> _TEXTE SOURCE_
# # # # # # #

Difficile d’imaginer aujourd’hui, dans nos sociétés de consommation, des magasins vides et de longues files pour obtenir des produits de première nécessité – pourtant garantis par le programme économique de l’Etat, à tel point qu’il les inscrit dans les cartes de rationnement. Pour nos sociétés occidentales cela relève des récits de guerre que nous écoutions de nos grand-parents. Pour d’autres pays, par contre, c’est du passé proche. Avec un humour certain, en Roumanie la propagande du régime avait même nommé la période la plus sombre l’Âge d’Or…
Quelle différence la révolution a-t-elle apportée aux boucheries ? Avant la révolution, la boucherie avait une enseigne, sur l’enseigne était écrit le nom du propriétaire, Vassili Ivanovitch, et à l’intérieur, il y avait de la viande. Depuis la révolution, la boucherie n’a plus d’enseigne, sur la vitrine il y a écrit «Viande», et à l’intérieur il y a Vassili Ivanovitch.
Le manque d’approvisionnement était l’un des thèmes préférés de la satyre communiste et l’objet de blagues nombreuses qui circulaient sous le manteau en bravant la censure.

# # # # # # #

> _DONNÉES AFFICHÉES_
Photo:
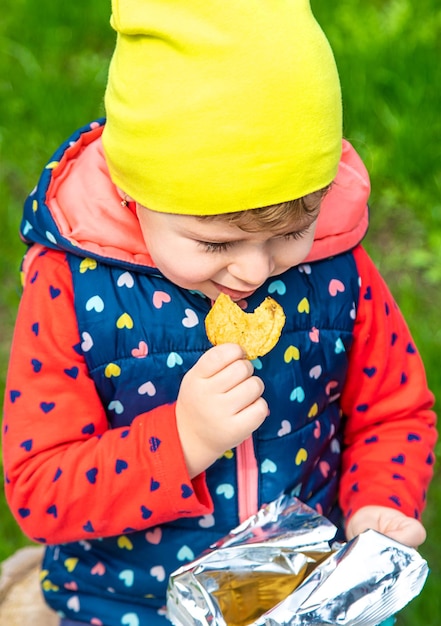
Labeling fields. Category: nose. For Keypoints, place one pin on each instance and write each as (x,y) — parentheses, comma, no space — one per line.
(253,266)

# # # # # # #

> _SÉRIE DE CONSIGNES_
1. Restituez mot pour mot le passage du texte sur les pénuries qui s'ouvre sur les mots contenant "Le manque d’approvisionnement" et se termine par "bravant la censure.".
2. Résumez en deux phrases le texte sur les pénuries.
3. D'après la blague du texte sur les pénuries, qu'y avait-il dans la boucherie ou sur sa façade avant la révolution ? Énumérez tous ces éléments.

> _CORRIGÉ DE L'EXERCICE_
1.
Le manque d’approvisionnement était l’un des thèmes préférés de la satyre communiste et l’objet de blagues nombreuses qui circulaient sous le manteau en bravant la censure.

2. Les magasins vides et les longues files pour des produits de première nécessité, difficiles à imaginer dans les sociétés occidentales, relèvent d'un passé proche pour d'autres pays, comme la Roumanie, où la propagande avait nommé la période la plus sombre l'Âge d'Or. Ce manque d'approvisionnement faisait l'objet de nombreuses blagues qui circulaient sous le manteau, comme celle de la boucherie où, depuis la révolution, il n'y a plus de viande, seulement son propriétaire.

3.
- une enseigne
- le nom du propriétaire, Vassili Ivanovitch, écrit sur l'enseigne
- de la viande à l'intérieur